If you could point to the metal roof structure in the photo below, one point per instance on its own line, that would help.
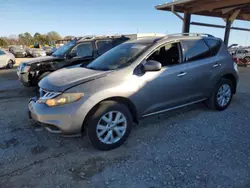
(229, 10)
(215, 8)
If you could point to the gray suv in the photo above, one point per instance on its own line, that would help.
(136, 79)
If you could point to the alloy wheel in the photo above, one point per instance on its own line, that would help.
(224, 95)
(111, 127)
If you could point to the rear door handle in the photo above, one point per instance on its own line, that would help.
(182, 74)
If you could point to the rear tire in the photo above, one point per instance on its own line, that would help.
(222, 95)
(10, 64)
(43, 75)
(104, 130)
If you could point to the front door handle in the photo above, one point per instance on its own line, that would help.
(181, 74)
(216, 65)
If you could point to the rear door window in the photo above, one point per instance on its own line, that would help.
(195, 50)
(214, 46)
(103, 46)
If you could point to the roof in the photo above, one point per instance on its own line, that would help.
(215, 8)
(176, 36)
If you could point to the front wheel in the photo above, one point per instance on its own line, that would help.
(222, 95)
(109, 125)
(247, 59)
(10, 64)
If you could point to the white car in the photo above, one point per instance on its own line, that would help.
(7, 59)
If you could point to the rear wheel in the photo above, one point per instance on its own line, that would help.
(43, 75)
(109, 125)
(10, 64)
(222, 95)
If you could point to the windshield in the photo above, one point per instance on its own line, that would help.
(118, 57)
(64, 49)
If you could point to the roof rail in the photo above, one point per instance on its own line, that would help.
(87, 37)
(191, 34)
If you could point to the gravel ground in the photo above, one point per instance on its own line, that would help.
(191, 147)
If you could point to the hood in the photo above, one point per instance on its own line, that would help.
(41, 59)
(64, 79)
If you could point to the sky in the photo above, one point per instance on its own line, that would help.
(98, 17)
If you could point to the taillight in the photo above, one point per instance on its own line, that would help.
(235, 59)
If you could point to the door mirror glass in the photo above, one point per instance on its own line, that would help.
(152, 65)
(72, 54)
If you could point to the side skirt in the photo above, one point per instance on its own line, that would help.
(173, 108)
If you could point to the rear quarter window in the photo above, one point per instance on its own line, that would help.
(214, 46)
(103, 46)
(195, 50)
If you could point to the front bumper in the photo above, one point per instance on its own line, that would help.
(64, 119)
(20, 55)
(24, 78)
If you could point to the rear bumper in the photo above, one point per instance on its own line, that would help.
(20, 55)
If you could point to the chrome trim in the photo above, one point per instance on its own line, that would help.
(44, 95)
(173, 108)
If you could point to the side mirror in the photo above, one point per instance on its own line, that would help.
(152, 65)
(72, 54)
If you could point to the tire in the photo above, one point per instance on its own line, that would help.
(97, 116)
(213, 101)
(247, 59)
(43, 75)
(10, 64)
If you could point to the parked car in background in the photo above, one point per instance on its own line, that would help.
(17, 51)
(78, 51)
(49, 50)
(37, 52)
(28, 51)
(136, 79)
(7, 59)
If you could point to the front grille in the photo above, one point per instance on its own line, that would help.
(47, 94)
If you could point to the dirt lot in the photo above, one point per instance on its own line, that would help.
(192, 147)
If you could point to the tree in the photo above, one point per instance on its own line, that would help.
(53, 35)
(28, 38)
(21, 39)
(4, 42)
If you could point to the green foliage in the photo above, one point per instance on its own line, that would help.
(4, 42)
(27, 39)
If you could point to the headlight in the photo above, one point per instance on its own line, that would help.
(235, 67)
(64, 98)
(25, 68)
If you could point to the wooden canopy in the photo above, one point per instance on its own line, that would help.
(237, 9)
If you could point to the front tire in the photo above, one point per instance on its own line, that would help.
(109, 126)
(222, 95)
(10, 64)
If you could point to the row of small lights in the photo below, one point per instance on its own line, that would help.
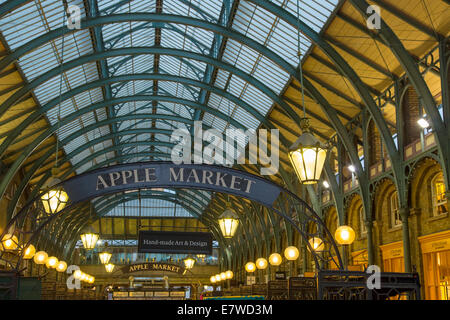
(10, 243)
(227, 275)
(344, 235)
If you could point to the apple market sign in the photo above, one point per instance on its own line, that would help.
(153, 266)
(167, 174)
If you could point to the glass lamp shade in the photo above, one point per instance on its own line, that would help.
(83, 276)
(52, 262)
(261, 263)
(189, 262)
(61, 266)
(89, 240)
(275, 259)
(307, 156)
(77, 274)
(40, 257)
(228, 223)
(105, 257)
(109, 267)
(29, 252)
(250, 267)
(54, 200)
(9, 242)
(344, 235)
(316, 244)
(291, 253)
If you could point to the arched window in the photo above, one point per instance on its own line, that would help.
(394, 210)
(362, 221)
(438, 195)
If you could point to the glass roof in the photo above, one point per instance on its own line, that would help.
(37, 18)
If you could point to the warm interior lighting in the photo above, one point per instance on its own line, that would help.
(77, 274)
(317, 244)
(307, 155)
(344, 235)
(109, 267)
(29, 252)
(261, 263)
(89, 240)
(105, 257)
(9, 242)
(51, 262)
(61, 266)
(54, 200)
(291, 253)
(40, 257)
(250, 267)
(228, 222)
(189, 262)
(423, 123)
(275, 259)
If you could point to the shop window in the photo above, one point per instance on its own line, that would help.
(362, 221)
(394, 211)
(438, 196)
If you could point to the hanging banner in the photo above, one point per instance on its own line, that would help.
(167, 174)
(175, 242)
(153, 266)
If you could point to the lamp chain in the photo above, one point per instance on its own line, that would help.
(299, 53)
(58, 116)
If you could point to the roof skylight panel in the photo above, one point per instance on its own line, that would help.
(257, 99)
(267, 72)
(75, 143)
(107, 7)
(221, 79)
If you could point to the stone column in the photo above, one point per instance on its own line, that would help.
(404, 213)
(370, 249)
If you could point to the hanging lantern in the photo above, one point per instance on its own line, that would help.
(307, 155)
(105, 257)
(109, 267)
(275, 259)
(189, 262)
(29, 252)
(291, 253)
(77, 274)
(250, 267)
(344, 235)
(9, 242)
(317, 244)
(89, 239)
(261, 263)
(228, 222)
(51, 262)
(61, 266)
(55, 198)
(40, 257)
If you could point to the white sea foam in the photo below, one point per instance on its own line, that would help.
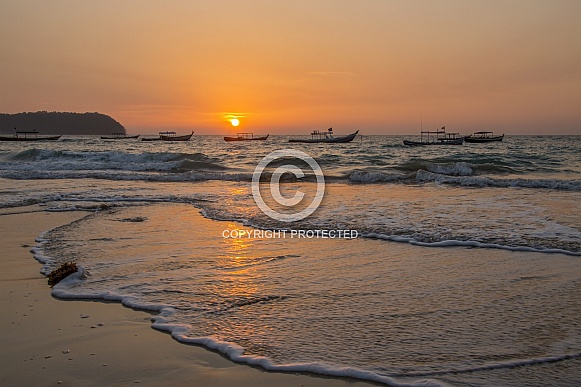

▸ **Work required**: All records should be output exactly, with the pictures left out.

▸ **Answer to the exercise**:
If you could point to the metal roof structure in the photo below, one point per instance on its own line, that would help.
(229, 10)
(215, 8)
If you could point to the gray suv in the photo above, one point per instance on its own line, that would help.
(136, 79)
If you could point to the alloy wheel in the photo above, one point per instance on its own line, that would help.
(224, 95)
(111, 127)
If you could point to the rear door handle in the photo above, one point per instance on its own line, that would help.
(182, 74)
If you could point to the rear tire in the photo above, one point per instance on its own line, that would help.
(222, 95)
(10, 64)
(43, 75)
(104, 130)
If you could point to the front door handle in the photo above, one point per instance on its own line, that would help.
(181, 74)
(216, 65)
If you could point to the rear door window in the photo above, one point per instance on its own line, that would help.
(195, 50)
(214, 46)
(103, 46)
If you could point to the roof in the photo above, one point per instance on its own line, that would help.
(215, 8)
(176, 36)
If you could point to the front wheel in the photo above, one point per instance on its own line, that would help.
(222, 95)
(109, 125)
(247, 59)
(10, 64)
If you could point to the white car in the photo above, one point per instance on its own line, that would help.
(7, 59)
If you could point to the rear wheel in the photo above, one point per instance on its own line, that would help.
(43, 75)
(109, 125)
(10, 64)
(222, 95)
If you could point to the windshield in the photo above, one point per instance on its own line, that would help.
(118, 57)
(64, 49)
If you could point to the roof rail in the photo above, one point per instance on its own line, that would help.
(87, 37)
(191, 34)
If you could point to the gravel ground in the photo above, one point per instance on its own line, that would help.
(191, 147)
If you could point to the hood in the photo above, one point per instance on its own line, that would help.
(41, 59)
(64, 79)
If you could point to the sky in the photo above, one point per instance on its own line, that would help.
(98, 17)
If you could point to the taillight in the photo above, one point per instance on its own line, that would help.
(235, 59)
If you could point to the door mirror glass in the photo above, one point per instance on its own line, that would help.
(152, 65)
(72, 54)
If you could point to the side skirt in the photo above, one point per instance on its own line, that would help.
(173, 108)
If you could point to the rear quarter window in the photo above, one point per instance on its own line, that would help.
(214, 46)
(103, 46)
(195, 50)
If you could point to the front bumper in the photo above, one point per instance on its own line, that would help.
(64, 119)
(20, 55)
(24, 78)
If you could point to the rear bumper in the photo above, one point per instance on its own line, that would help.
(20, 55)
If you could point to the chrome trim in the photo above, one point per instance on its own line, that would help.
(44, 95)
(173, 108)
If you could point to the side mirror in the photo above, one point per instance on its own line, that would help.
(152, 65)
(72, 54)
If you could point to the tire in the photo above, one point per instance on its own line, that would help.
(97, 116)
(213, 101)
(247, 59)
(43, 75)
(10, 64)
If you could point to the parked car in background in the photo above, one point per instance on its own line, that would help.
(17, 51)
(78, 51)
(49, 50)
(37, 52)
(28, 51)
(136, 79)
(7, 59)
If you could point to the front grille in the photo above, one point per instance on its own line, that would help.
(47, 94)
If you could point to the dirt lot in the photo above, one point per instance on its own line, that would help.
(192, 147)
If you could point to the tree in the photo above, one point per instance on its own line, that would help.
(53, 35)
(28, 38)
(21, 39)
(4, 42)
If you could point to the green foliage in the photo above, one point per instance on its own line, that would help.
(4, 42)
(27, 39)
If you could point to the headlight in the photo above, one point per instance on its own line, that would help.
(235, 67)
(64, 98)
(25, 68)
If you could point to the wooden canopy in the photo above, one point per instance on its own line, that would help.
(237, 9)
If you could point to the front tire in the photo above, one point per instance on its own line, that would help.
(109, 126)
(222, 95)
(10, 64)
If you could point to the row of small lights in the photo below, one point per instance on its own line, that would help.
(10, 243)
(227, 275)
(344, 235)
If you could point to the apple market sign in the photo above, one point per instance on its own line, that would help.
(153, 266)
(167, 174)
If you could point to the glass lamp shade in the photo above, one point per instance on its own line, that would help.
(83, 276)
(52, 262)
(261, 263)
(189, 262)
(61, 266)
(89, 240)
(275, 259)
(307, 156)
(77, 274)
(40, 257)
(228, 223)
(105, 257)
(109, 267)
(29, 252)
(250, 267)
(54, 200)
(9, 242)
(344, 235)
(316, 244)
(291, 253)
If you could point to the arched window in the photo above, one point per instance on its own line, that would help.
(394, 210)
(362, 221)
(438, 195)
If you could point to the glass roof in the photo above, one point per instance on its own line, that would help.
(37, 18)
If you could point to the warm interior lighting in the photo above, one point per instance on its own line, that would help.
(77, 274)
(317, 244)
(307, 155)
(344, 235)
(109, 267)
(29, 252)
(261, 263)
(89, 240)
(105, 257)
(9, 242)
(51, 262)
(61, 266)
(54, 200)
(291, 253)
(40, 257)
(250, 267)
(228, 222)
(189, 262)
(423, 123)
(275, 259)
If you could point to the shop window in the photo above, one point per instance on its own line, that would help.
(362, 221)
(394, 211)
(438, 196)
If you could point to the hanging banner in the photo above, one point per instance on its own line, that would help.
(167, 174)
(175, 242)
(153, 266)
If you could point to the lamp chain in the photo above, one point per instance on its own line, that would help.
(299, 53)
(58, 116)
If you could point to the roof skylight panel in the photo above, one point per instance on its own line, that would help.
(257, 99)
(267, 72)
(75, 143)
(107, 7)
(221, 79)
If you could point to the stone column in the photo above, one point per instance on its own line, that would help.
(404, 213)
(370, 249)
If you could point to the hanging lantern in the photo above, one point per instance on its own line, that would help.
(307, 155)
(105, 257)
(109, 267)
(275, 259)
(189, 262)
(29, 252)
(291, 253)
(77, 274)
(250, 267)
(344, 235)
(9, 242)
(317, 244)
(89, 239)
(261, 263)
(228, 222)
(51, 262)
(61, 266)
(55, 198)
(40, 257)
If you could point to the white sea foam in the photo below, one point per instance on its own line, that would help.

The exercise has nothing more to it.